Requests:
1. From the passage on Francophone Canadians, transcribe the words from "Distribution" to "large majority are.".
2. Name every Canadian province that the passage on Francophone Canadians mentions by name.
3. According to the passage on Francophone Canadians, what share of Canada's population declared French as their mother tongue in 2011?

Excerpt provided:
—————
Francophone Canadians (or French-speaking Canadians) are citizens of Canada who speak French. In 2011, 9,809,155 people in Canada, or 30.1% of the population, were Francophone, including 7,274,090 people, or 22% of the population, who declared that they had French as their mother tongue.

Distribution

Six million French-speaking Canadians reside in Quebec, where they constitute the main linguistic group, and another one million reside in other Canadian regions. The largest portion of Francophones outside Quebec live in Ontario, followed by New Brunswick, but they can be found in all provinces and territories. The presence of French in Canada comes mainly from French colonization in America that occurred in the 16th to 18th centuries.

Francophones in Canada are not all of French Canadian or French descent, particularly in the English-speaking provinces of Ontario and Western Canada. Canadians of French Canadian or French origin are also not all Francophone, even if a very large majority are.
—————
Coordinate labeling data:
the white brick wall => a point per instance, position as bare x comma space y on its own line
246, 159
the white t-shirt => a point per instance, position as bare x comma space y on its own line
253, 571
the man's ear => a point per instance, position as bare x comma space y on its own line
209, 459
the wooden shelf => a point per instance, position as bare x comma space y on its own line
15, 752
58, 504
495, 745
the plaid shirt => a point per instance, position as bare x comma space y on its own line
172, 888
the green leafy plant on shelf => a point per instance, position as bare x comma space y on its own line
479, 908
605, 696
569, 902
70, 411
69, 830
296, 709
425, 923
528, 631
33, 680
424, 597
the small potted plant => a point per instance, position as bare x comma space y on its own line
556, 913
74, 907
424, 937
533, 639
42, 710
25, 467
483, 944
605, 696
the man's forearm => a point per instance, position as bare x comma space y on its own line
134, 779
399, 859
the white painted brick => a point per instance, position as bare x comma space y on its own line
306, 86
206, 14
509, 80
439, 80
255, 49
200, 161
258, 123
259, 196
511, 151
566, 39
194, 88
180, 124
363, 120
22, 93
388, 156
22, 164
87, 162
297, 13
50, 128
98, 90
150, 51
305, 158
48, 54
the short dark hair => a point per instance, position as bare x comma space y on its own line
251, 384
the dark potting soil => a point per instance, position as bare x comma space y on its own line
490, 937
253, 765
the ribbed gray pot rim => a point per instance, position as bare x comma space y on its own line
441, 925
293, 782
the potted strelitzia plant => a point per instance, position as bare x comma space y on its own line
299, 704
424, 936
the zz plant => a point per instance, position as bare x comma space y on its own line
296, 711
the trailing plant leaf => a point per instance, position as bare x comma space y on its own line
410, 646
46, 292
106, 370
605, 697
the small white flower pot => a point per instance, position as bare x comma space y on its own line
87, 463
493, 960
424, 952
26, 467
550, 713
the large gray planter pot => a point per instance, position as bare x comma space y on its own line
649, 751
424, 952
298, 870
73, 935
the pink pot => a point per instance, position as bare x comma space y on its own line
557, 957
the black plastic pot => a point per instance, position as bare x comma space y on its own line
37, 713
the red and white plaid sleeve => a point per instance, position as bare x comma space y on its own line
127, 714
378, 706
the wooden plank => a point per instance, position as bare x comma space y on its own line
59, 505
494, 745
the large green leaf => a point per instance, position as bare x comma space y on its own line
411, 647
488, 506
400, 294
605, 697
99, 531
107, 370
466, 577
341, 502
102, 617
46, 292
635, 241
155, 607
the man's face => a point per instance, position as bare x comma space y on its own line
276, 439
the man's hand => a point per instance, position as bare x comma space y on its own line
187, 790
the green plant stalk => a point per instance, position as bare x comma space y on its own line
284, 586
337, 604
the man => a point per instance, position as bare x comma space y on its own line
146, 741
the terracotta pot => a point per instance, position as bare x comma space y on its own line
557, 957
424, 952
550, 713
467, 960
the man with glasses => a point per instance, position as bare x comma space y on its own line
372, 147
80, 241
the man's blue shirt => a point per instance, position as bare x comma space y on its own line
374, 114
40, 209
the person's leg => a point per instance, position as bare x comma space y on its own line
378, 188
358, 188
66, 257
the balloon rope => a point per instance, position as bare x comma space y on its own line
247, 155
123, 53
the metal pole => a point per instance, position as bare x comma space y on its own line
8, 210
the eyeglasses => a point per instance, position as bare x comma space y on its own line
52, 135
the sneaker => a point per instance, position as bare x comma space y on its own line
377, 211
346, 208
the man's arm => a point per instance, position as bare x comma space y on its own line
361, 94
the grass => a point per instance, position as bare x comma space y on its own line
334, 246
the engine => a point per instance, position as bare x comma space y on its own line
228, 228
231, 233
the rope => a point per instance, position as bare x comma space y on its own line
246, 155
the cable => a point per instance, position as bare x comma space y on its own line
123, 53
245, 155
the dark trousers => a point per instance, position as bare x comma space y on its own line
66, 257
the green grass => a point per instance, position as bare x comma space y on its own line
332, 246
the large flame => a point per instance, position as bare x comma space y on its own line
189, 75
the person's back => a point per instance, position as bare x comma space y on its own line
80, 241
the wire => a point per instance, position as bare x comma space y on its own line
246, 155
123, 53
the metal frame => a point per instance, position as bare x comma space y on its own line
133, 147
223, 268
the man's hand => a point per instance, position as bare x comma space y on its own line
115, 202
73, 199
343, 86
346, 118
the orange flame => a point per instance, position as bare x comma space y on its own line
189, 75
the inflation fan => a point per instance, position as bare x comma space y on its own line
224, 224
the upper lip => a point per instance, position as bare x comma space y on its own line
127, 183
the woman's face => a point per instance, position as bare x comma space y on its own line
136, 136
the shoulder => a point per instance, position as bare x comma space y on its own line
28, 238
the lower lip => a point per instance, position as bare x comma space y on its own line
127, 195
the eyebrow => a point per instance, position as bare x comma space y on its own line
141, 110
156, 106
—————
Answers for this exercise:
1.
Distribution

Six million French-speaking Canadians reside in Quebec, where they constitute the main linguistic group, and another one million reside in other Canadian regions. The largest portion of Francophones outside Quebec live in Ontario, followed by New Brunswick, but they can be found in all provinces and territories. The presence of French in Canada comes mainly from French colonization in America that occurred in the 16th to 18th centuries.

Francophones in Canada are not all of French Canadian or French descent, particularly in the English-speaking provinces of Ontario and Western Canada. Canadians of French Canadian or French origin are also not all Francophone, even if a very large majority are.

2. Quebec, Ontario, New Brunswick

3. 22% of the population (7,274,090 people).